What is required =
Every entry that follows should be reproduced exactly.

[start of Information provided]

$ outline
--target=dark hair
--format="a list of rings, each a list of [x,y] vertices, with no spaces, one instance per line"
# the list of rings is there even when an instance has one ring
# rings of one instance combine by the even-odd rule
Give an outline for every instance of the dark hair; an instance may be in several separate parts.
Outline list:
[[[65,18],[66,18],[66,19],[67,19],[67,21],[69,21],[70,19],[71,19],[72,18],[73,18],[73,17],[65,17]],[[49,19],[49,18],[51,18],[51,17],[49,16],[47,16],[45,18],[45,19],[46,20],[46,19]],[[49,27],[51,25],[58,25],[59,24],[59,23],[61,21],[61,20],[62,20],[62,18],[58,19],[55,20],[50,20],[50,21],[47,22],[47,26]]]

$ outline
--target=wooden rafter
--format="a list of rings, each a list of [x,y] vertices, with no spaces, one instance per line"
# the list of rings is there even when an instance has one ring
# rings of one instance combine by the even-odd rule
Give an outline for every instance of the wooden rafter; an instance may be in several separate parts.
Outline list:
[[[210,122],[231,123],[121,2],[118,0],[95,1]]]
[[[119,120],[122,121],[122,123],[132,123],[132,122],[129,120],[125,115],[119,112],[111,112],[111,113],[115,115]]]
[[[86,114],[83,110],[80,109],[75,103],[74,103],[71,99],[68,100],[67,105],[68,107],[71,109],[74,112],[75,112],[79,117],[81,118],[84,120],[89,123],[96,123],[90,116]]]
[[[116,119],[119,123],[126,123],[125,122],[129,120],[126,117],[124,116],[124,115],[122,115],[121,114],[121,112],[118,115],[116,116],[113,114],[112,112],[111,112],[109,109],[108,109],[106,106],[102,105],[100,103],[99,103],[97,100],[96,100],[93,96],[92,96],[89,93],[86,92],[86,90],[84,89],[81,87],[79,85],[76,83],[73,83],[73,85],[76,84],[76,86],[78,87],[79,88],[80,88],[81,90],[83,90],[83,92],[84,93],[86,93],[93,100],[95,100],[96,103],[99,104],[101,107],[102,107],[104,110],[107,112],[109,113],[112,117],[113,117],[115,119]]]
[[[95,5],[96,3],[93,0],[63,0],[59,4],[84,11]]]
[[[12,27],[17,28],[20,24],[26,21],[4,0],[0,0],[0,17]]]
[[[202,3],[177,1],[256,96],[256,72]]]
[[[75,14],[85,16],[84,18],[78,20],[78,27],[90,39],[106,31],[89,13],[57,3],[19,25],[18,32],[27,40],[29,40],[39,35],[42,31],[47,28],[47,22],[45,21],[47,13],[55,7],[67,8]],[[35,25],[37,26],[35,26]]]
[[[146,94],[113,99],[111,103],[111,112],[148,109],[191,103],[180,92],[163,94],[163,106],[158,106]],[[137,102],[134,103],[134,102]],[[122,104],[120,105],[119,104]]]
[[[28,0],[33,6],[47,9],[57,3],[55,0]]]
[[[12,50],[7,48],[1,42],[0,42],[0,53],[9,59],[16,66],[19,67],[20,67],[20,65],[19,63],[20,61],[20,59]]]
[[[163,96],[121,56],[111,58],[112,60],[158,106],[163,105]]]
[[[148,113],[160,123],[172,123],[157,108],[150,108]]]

[end of Information provided]

Output of the task =
$ outline
--target=dark hair
--format="a list of rings, each a list of [x,y] vertices, with no spaces, one instance per line"
# the list of rings is there even when an instance has one ring
# rings of one instance combine by the even-odd rule
Give an outline for every instance of the dark hair; an instance may be in several separate parts.
Outline list:
[[[65,18],[66,18],[66,19],[67,19],[67,21],[69,21],[70,19],[71,19],[72,18],[73,18],[73,17],[65,17]],[[49,19],[49,18],[51,18],[51,17],[49,16],[47,16],[45,18],[45,19],[46,20],[46,19]],[[49,27],[51,25],[58,25],[59,24],[59,23],[61,21],[61,20],[62,20],[62,18],[58,19],[55,20],[50,20],[50,21],[47,22],[47,26]]]

$ outline
--target=wooden rafter
--format="a list of rings, each a list of [x,y] vertices, with no spaces, one instance per line"
# the list of rings is there even when an instance has one ring
# rings of one instance combine by the even-odd rule
Give an outline for every instance of the wooden rafter; an instance may be in several separate parts.
Outline list:
[[[210,122],[231,123],[121,2],[118,0],[95,1]]]
[[[119,120],[122,121],[122,123],[132,123],[132,122],[129,120],[125,115],[119,112],[111,112],[111,113],[115,115]]]
[[[86,114],[83,110],[80,109],[75,103],[74,103],[71,99],[68,100],[67,105],[68,107],[71,109],[74,112],[75,112],[79,117],[81,118],[84,120],[89,123],[96,123],[90,116]]]
[[[116,119],[119,123],[126,123],[125,122],[129,120],[126,117],[124,116],[124,115],[122,115],[121,114],[121,112],[118,115],[116,116],[113,114],[112,112],[111,112],[109,109],[108,109],[106,106],[102,105],[100,103],[99,103],[97,100],[96,100],[93,96],[92,96],[89,93],[86,92],[86,90],[84,89],[81,87],[79,85],[76,83],[73,83],[73,85],[76,84],[76,86],[78,87],[79,88],[80,88],[81,90],[83,90],[83,92],[84,93],[86,93],[93,100],[95,100],[96,103],[99,104],[101,107],[102,107],[104,110],[107,112],[109,113],[112,117],[113,117],[115,119]]]
[[[95,5],[96,3],[93,0],[63,0],[59,4],[84,11]]]
[[[12,27],[17,28],[20,24],[26,21],[4,0],[0,0],[0,17]]]
[[[202,3],[177,1],[256,96],[256,72]]]
[[[75,14],[85,16],[84,18],[78,20],[78,27],[90,39],[106,31],[89,13],[57,3],[19,25],[18,32],[27,40],[29,40],[39,35],[42,31],[47,28],[47,22],[45,21],[47,13],[55,7],[67,8]],[[35,25],[37,26],[35,26]]]
[[[146,94],[113,99],[111,103],[111,112],[148,109],[191,103],[180,92],[163,94],[163,106],[158,106]],[[137,102],[134,103],[134,102]],[[122,104],[120,105],[119,104]]]
[[[28,0],[33,6],[47,9],[57,3],[55,0]]]
[[[12,50],[7,48],[1,42],[0,42],[0,53],[9,59],[16,66],[19,67],[20,67],[20,65],[19,63],[20,61],[20,59]]]
[[[163,96],[121,56],[111,58],[112,60],[158,106],[163,105]]]
[[[148,113],[160,123],[172,123],[157,108],[150,108]]]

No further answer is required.